DIRECTIVE: Copy out every line of the records below word for word, leaving out the pictures.

─── EXERCISE MATERIAL

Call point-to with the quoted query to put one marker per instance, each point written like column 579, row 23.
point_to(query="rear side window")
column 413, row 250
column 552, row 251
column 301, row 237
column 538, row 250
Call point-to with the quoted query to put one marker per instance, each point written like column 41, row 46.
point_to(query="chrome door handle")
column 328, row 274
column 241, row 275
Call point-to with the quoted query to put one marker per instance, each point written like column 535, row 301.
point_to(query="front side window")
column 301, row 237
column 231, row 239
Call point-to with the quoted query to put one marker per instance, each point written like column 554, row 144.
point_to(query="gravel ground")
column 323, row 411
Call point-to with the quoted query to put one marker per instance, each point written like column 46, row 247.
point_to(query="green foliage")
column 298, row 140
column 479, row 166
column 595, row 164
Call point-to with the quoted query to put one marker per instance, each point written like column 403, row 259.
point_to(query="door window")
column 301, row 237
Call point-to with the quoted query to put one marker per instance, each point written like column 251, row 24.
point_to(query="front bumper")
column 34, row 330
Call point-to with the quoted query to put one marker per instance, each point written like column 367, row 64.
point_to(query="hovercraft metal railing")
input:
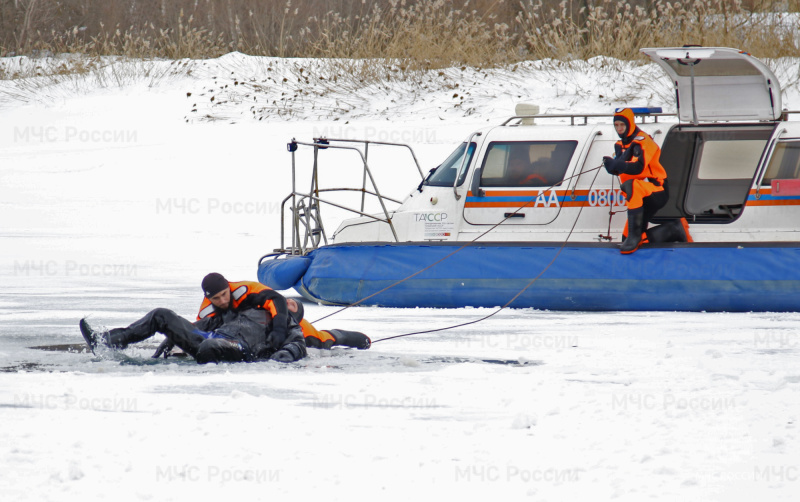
column 305, row 208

──────

SOLUTION BELOW:
Call point-to with the quoted query to put one marker per instance, each point written like column 579, row 23.
point_to(query="rear side window")
column 413, row 250
column 552, row 251
column 301, row 237
column 538, row 250
Call point-to with the quoted query to put one marker per instance, each point written like column 41, row 46.
point_to(query="chrome door handle")
column 328, row 274
column 241, row 275
Call point-to with the quoted query to put one marker per instance, each point written like column 535, row 301.
point_to(query="front side window")
column 301, row 237
column 231, row 239
Call point-to with the quoted query to put one marker per instance, each point written like column 554, row 144.
point_to(query="gravel ground")
column 323, row 411
Call point-to with the quoted query to put one marker per instance, each point written like column 46, row 247.
point_to(query="green foliage")
column 298, row 140
column 479, row 166
column 595, row 164
Call point-to with the quoted query to put one marker per instance, each point written like column 403, row 259.
point_to(query="door window")
column 301, row 237
Call point-to with the quoted query to put one marker per instance, each point written like column 251, row 24.
point_to(query="front bumper")
column 34, row 330
Call point-to with the quoted query to put one marker per instance, each point written like column 367, row 64.
point_to(query="hovercraft metal railing")
input:
column 305, row 208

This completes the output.